UNITED STATES
SECURITIES AND EXCHANGE COMMISSION
Washington, D.C. 20549
FORM 8-K
CURRENT REPORT
Pursuant to Section 13 or 15(d)
of the Securities Exchange Act of 1934
Date of report (Date of earliest event reported): August 18, 2025
SITIO ROYALTIES CORP.
(Exact name of registrant as specified in its charter)
Delaware | 001-41585 | 88-4140242 | ||
(State or other jurisdiction of incorporation or organization) |
(Commission File Number) |
(I.R.S. Employer Identification No.) |
1401 Lawrence Street, Suite 1750
Denver, Colorado 80202
(Address of principal executive office and Zip Code)
(720) 640-7620
(Registrant’s telephone number, including area code)
N/A
(Former Name or Former Address, If Changed Since Last Report)
Check the appropriate box below if the Form 8-K filing is intended to simultaneously satisfy the filing obligation of the registrant under any of the following provisions:
☒ | Written communication pursuant to Rule 425 under the Securities Act (17 CFR 230.425) |
☐ | Soliciting material pursuant to Rule 14a-12 under the Exchange Act (17 CFR 240.14a-12) |
☐ | Pre-commencement communication pursuant to Rule 14d-2(b) under the Exchange Act (17 CFR 240.14d-2(b)) |
☐ | Pre-commencement communication pursuant to Rule 13e-4(c) under the Exchange Act (17 CFR 240.13e-4(c)) |
Securities registered pursuant to Section 12(b) of the Act:
Title of each class |
Trading |
Name of each exchange | ||
Class A common stock, par value $0.0001 per share | STR | New York Stock Exchange |
Indicate by check mark whether the registrant is an emerging growth company as defined in Rule 405 of the Securities Act of 1933 (17 CFR §230.405) or Rule 12b-2 of the Securities Exchange Act of 1934 (17 CFR §240.12b-2).

┄┄┄┄┄┄┄┄┄┄┄┄┄┄┄┄┄┄┄┄

*Objective:* Output, word for word, the part of the Form 8-K cover page from "(Exact name of" to "Since Last Report)".

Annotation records
┄┄┄┄┄┄┄┄┄┄┄┄┄┄┄┄┄┄┄┄

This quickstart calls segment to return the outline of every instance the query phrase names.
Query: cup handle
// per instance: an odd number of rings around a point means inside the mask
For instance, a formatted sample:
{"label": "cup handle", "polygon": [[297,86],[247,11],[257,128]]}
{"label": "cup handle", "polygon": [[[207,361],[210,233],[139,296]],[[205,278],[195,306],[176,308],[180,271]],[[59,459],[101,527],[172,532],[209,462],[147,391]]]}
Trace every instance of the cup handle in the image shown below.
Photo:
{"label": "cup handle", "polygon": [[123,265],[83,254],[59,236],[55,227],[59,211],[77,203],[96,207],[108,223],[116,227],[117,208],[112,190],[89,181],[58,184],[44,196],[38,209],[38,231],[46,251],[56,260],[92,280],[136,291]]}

┄┄┄┄┄┄┄┄┄┄┄┄┄┄┄┄┄┄┄┄

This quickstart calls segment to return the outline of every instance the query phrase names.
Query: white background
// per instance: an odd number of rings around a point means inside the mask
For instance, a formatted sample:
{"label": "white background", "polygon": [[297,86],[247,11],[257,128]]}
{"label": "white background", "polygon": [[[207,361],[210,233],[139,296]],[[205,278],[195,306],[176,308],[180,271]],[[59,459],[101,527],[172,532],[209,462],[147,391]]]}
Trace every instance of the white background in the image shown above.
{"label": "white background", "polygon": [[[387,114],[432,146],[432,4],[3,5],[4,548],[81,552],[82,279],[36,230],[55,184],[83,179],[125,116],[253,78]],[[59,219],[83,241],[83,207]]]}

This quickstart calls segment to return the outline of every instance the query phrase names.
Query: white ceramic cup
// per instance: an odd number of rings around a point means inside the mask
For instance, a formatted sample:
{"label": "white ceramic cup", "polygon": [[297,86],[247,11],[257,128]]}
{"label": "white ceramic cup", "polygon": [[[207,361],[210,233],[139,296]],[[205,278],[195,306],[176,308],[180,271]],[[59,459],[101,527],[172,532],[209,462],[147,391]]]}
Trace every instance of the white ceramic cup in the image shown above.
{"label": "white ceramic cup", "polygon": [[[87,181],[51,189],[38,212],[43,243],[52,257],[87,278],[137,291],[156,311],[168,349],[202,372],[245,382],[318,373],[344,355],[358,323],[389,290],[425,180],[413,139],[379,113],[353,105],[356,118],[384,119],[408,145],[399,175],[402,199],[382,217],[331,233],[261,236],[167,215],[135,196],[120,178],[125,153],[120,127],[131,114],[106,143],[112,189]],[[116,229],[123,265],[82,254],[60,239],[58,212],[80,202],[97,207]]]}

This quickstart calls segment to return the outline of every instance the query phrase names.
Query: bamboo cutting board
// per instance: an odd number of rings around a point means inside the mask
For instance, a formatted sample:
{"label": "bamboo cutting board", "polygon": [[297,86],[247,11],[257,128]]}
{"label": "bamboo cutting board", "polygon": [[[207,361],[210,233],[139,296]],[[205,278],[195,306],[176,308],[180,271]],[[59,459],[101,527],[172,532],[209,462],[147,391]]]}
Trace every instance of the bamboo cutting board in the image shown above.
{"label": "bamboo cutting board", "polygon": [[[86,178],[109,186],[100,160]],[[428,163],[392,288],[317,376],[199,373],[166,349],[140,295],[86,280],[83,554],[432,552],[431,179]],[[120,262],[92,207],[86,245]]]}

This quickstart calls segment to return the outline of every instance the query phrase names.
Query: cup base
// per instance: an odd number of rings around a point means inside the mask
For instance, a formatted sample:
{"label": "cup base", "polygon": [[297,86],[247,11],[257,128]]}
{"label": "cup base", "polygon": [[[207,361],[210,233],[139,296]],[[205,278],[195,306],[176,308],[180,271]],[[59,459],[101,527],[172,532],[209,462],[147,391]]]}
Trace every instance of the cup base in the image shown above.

┄┄┄┄┄┄┄┄┄┄┄┄┄┄┄┄┄┄┄┄

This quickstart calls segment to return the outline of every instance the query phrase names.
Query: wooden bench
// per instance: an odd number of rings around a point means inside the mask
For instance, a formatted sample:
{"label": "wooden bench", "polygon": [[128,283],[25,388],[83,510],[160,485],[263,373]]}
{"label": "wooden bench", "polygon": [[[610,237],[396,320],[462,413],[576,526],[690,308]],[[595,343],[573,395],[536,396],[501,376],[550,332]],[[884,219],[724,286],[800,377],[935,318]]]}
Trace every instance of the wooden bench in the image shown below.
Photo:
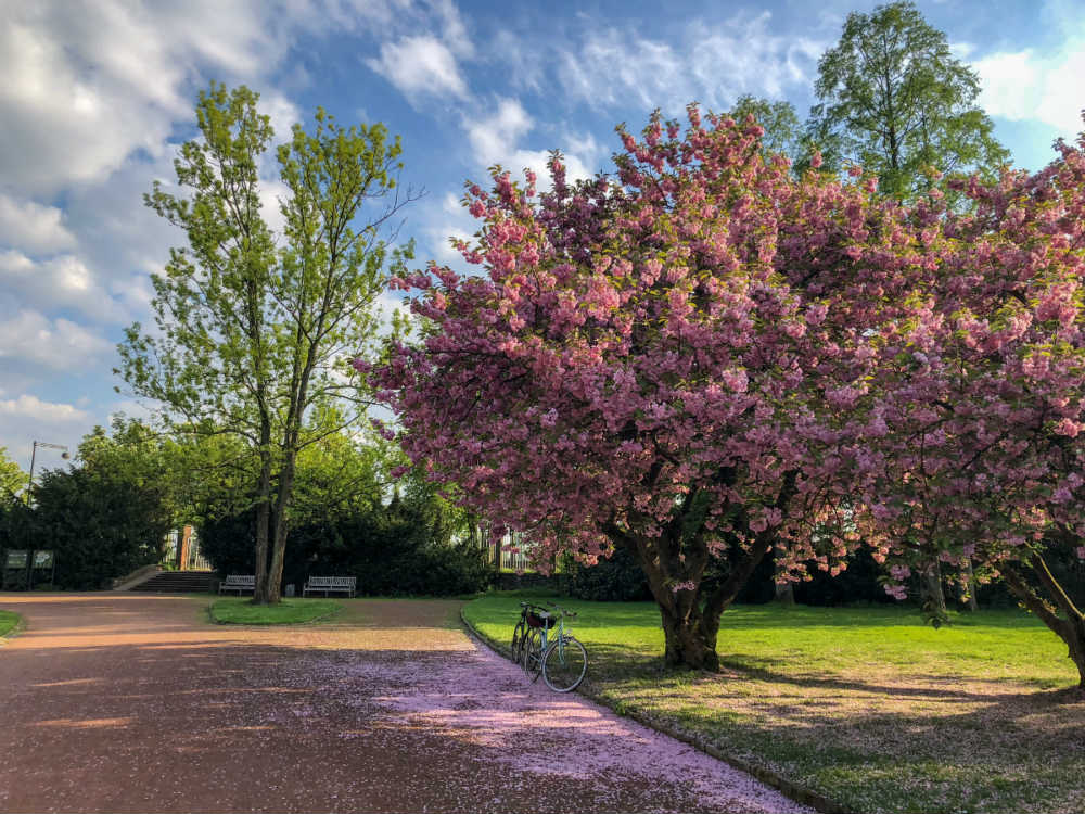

┄┄┄┄┄┄┄┄┄┄┄┄┄┄┄┄┄┄┄┄

*The reply:*
(Exact name of registrant as specified in its charter)
Delaware | 001-41585 | 88-4140242 | ||
(State or other jurisdiction of incorporation or organization) |
(Commission File Number) |
(I.R.S. Employer Identification No.) |
1401 Lawrence Street, Suite 1750
Denver, Colorado 80202
(Address of principal executive office and Zip Code)
(720) 640-7620
(Registrant’s telephone number, including area code)
N/A
(Former Name or Former Address, If Changed Since Last Report)